• DOCUMENT TEXT:
········
5 things to know about how a federal shutdown hits in Alaska

A U.S. Postal Service worker loads up a truck at the Federal Building in Juneau on April 21, 2022. (Photo by Jeremy Hsieh/KTOO)

With Congress unable to agree on a spending plan, federal agencies are preparing for a government shutdown that could begin Sunday, Oct. 1.

Here are five things to know:

Some Alaskans could miss paychecks

Alaska is home to about 15,000 civilian federal workers. They’d be affected differently, depending on what jobs they do and how their agencies are funded. 

Essential workers, like air traffic controllers and FBI agents, would work but without paychecks until the impasse is resolved. Other workers would be furloughed. They’d get backpay when Congress passes a bill to restart government. 

What about the military?
········
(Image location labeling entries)

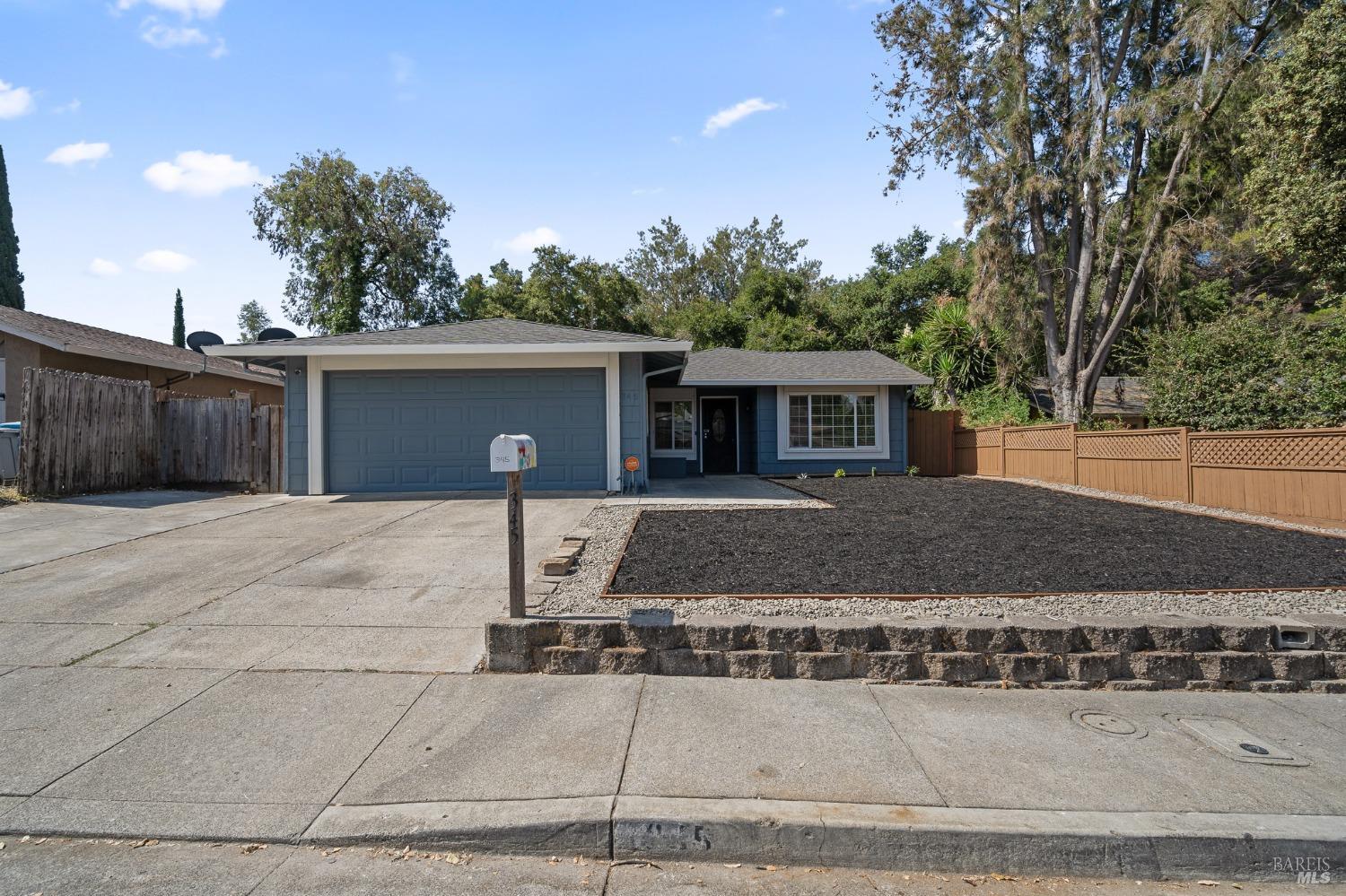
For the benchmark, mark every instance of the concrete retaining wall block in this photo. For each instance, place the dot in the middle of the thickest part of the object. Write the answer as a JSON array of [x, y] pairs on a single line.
[[842, 635], [1023, 651], [1297, 665], [918, 635], [1228, 665], [894, 665], [700, 664], [565, 661], [626, 661], [1019, 667], [820, 666], [756, 664], [956, 666], [718, 632], [783, 634]]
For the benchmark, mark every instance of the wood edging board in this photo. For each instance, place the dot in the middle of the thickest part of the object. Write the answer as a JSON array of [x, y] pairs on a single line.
[[971, 596]]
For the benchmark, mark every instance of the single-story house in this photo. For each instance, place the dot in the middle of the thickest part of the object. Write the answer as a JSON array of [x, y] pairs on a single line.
[[1122, 398], [29, 339], [415, 409]]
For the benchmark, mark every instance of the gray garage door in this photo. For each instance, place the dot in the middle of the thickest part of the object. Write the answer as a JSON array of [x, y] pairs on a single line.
[[431, 430]]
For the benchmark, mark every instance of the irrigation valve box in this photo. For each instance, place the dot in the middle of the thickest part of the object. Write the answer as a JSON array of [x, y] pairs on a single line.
[[513, 454]]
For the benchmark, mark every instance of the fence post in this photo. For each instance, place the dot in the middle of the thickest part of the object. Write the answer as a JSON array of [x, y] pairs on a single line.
[[1186, 462], [1074, 455]]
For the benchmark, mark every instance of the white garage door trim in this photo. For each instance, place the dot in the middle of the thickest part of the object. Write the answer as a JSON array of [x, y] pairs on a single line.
[[318, 365]]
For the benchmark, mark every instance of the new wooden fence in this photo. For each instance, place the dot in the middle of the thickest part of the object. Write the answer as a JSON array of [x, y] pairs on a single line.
[[1298, 474], [83, 433], [931, 440]]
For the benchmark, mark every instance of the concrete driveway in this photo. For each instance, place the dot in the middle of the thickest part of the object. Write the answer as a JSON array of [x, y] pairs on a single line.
[[201, 581]]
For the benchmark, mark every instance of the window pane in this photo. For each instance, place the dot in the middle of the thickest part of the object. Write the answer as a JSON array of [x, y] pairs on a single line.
[[662, 425], [799, 422], [832, 422], [864, 427], [683, 425]]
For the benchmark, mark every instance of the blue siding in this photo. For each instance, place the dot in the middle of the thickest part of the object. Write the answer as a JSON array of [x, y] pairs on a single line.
[[770, 465], [633, 412], [296, 427]]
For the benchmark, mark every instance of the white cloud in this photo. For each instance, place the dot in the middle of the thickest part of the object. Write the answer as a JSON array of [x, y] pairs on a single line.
[[104, 268], [186, 8], [525, 242], [164, 261], [164, 37], [202, 174], [75, 152], [15, 101], [726, 117]]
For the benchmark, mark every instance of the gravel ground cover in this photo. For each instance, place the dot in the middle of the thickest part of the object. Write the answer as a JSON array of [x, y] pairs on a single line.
[[913, 535]]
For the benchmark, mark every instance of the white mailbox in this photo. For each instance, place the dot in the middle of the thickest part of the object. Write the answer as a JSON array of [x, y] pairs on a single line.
[[511, 454]]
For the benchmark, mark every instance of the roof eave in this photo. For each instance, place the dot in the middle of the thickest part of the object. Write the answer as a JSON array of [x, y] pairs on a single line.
[[75, 349], [272, 350], [777, 381]]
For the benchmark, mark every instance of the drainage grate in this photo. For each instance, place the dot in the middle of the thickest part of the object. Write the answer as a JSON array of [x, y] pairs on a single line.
[[1108, 723], [1233, 740]]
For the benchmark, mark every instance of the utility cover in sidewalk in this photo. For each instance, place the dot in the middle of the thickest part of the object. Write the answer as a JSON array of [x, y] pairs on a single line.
[[1108, 723], [1235, 740]]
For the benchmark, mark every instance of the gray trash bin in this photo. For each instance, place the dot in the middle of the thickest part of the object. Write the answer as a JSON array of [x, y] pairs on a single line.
[[10, 449]]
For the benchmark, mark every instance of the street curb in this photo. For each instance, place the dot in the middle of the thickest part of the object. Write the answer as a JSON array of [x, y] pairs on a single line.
[[1141, 845], [917, 839], [579, 825]]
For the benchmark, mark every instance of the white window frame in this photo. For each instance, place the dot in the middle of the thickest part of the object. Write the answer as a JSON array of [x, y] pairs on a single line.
[[879, 451], [675, 395]]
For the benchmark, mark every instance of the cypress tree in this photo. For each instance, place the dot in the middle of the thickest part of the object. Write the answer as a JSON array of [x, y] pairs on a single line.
[[179, 325], [11, 280]]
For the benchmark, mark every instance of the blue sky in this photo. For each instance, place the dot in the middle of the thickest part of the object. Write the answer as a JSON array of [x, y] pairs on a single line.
[[581, 123]]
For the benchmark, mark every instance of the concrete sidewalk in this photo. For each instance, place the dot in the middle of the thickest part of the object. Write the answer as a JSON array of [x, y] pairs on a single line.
[[1136, 785]]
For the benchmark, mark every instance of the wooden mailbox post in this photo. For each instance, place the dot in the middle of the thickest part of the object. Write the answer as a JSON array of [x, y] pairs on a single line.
[[511, 455]]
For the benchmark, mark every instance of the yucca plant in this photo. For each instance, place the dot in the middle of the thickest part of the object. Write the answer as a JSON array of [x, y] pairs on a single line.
[[952, 350]]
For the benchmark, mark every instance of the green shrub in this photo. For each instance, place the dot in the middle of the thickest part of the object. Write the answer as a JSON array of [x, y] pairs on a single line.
[[992, 405], [1251, 370]]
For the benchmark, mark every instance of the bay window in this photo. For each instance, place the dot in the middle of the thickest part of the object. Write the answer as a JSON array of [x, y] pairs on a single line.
[[834, 422]]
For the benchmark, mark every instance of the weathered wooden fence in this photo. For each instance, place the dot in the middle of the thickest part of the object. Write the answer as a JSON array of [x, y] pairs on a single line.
[[1284, 473], [83, 433], [931, 440]]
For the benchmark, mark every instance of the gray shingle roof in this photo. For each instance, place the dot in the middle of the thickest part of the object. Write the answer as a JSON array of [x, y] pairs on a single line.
[[737, 366], [494, 331], [83, 339]]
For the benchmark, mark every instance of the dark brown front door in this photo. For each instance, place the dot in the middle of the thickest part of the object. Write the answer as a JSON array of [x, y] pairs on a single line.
[[719, 435]]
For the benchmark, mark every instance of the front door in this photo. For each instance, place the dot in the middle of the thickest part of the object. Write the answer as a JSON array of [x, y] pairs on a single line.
[[719, 435]]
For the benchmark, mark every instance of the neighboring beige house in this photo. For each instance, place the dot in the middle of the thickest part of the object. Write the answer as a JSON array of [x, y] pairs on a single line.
[[30, 339]]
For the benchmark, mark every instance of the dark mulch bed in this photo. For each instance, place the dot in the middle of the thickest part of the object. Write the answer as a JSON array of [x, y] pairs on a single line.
[[913, 535]]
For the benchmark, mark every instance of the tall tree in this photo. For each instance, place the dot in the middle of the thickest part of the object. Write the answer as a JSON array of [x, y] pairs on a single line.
[[365, 252], [1077, 124], [252, 320], [11, 279], [1297, 142], [664, 265], [179, 323]]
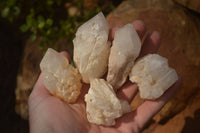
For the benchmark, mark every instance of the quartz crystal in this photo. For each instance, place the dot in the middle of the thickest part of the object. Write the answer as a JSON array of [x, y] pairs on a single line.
[[125, 49], [91, 48], [153, 76], [60, 78], [102, 105]]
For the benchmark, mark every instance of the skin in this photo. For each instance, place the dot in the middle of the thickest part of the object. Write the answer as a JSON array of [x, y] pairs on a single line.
[[48, 114]]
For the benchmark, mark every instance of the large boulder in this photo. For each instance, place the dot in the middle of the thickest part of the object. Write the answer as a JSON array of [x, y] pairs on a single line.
[[180, 30]]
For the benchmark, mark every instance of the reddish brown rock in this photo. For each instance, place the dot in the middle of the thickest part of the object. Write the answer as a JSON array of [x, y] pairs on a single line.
[[191, 4], [180, 30]]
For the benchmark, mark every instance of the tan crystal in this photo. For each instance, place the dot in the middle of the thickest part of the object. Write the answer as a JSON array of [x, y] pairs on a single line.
[[125, 49], [60, 78], [153, 76], [91, 48], [102, 105]]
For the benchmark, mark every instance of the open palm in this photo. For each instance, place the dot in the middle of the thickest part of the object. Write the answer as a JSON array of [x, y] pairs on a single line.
[[49, 114]]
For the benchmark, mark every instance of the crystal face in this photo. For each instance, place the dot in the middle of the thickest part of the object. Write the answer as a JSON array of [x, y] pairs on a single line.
[[102, 105], [153, 76], [125, 49], [91, 48], [60, 78]]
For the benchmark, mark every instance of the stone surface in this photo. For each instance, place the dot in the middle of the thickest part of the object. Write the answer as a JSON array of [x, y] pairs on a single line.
[[29, 72], [180, 30], [125, 49], [91, 48], [60, 78], [153, 76], [102, 105], [191, 4]]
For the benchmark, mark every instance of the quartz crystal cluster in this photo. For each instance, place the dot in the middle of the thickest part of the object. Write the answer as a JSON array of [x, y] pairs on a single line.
[[91, 48], [103, 107], [125, 49], [153, 76], [93, 57], [60, 78]]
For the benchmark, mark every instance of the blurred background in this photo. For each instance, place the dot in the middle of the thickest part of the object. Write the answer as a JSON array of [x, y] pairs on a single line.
[[29, 27]]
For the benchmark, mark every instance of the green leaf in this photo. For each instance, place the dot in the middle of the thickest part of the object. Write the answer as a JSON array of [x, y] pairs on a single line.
[[33, 37], [24, 28], [5, 12]]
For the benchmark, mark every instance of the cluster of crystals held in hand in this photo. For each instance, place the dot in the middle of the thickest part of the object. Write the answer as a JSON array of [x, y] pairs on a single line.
[[94, 56]]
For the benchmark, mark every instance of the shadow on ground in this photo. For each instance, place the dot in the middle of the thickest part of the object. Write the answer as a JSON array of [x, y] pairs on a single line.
[[192, 125], [10, 55]]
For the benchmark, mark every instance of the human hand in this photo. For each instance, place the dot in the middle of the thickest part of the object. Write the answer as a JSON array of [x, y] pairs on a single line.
[[48, 113]]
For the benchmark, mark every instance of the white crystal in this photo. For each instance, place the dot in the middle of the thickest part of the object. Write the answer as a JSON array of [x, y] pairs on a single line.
[[102, 105], [125, 49], [60, 78], [91, 48], [153, 76]]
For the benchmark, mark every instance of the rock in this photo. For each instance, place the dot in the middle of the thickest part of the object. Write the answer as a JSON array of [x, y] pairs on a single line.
[[125, 49], [27, 76], [191, 4], [91, 48], [180, 30], [153, 76], [60, 78], [29, 72], [102, 104]]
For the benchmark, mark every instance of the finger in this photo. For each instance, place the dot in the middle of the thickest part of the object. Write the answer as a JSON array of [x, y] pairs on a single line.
[[140, 28], [138, 25], [127, 92], [151, 44], [149, 108], [66, 55]]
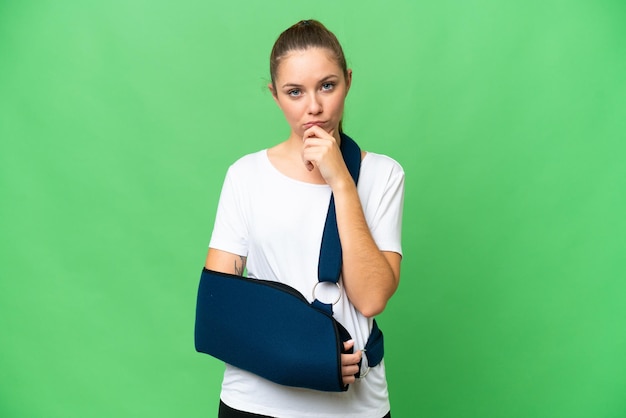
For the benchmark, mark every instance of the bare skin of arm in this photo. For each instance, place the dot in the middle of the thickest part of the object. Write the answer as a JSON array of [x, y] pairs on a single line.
[[225, 262], [370, 276]]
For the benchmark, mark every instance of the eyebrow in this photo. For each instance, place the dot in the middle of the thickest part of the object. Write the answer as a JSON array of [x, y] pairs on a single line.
[[328, 77]]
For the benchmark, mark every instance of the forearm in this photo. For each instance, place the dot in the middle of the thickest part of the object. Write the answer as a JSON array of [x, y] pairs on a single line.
[[369, 276]]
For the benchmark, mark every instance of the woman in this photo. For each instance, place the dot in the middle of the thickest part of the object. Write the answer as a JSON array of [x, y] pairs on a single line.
[[271, 215]]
········
• YOUR TASKS:
a) List every organization named in the shutdown article.
b) Answer these questions from the shutdown article:
(i) About how many civilian federal workers live in Alaska?
(ii) On what day and date could the shutdown begin?
(iii) When would furloughed workers get backpay?
c) Carry on writing the article about the federal shutdown in Alaska, starting right after its last heading.

• ANSWERS:
a)
U.S. Postal Service
Congress
FBI
KTOO

b)
(i) About 15,000.
(ii) Sunday, Oct. 1.
(iii) When Congress passes a bill to restart government.

c)
Service members must also remain on the job. A bill pending in Congress would keep checks flowing to active duty personnel, civilian base workers and Defense contractors. If the bill passes, the Coast Guard would also get paid during the shutdown.

Just before past shutdowns, Congress has passed bills exempting the military, but that’s not assured this time. Sen. Patty Murray, D-Wash., chair of the Appropriations Committee, said Wednesday that she was still working on a broader bill so that everyone got paid.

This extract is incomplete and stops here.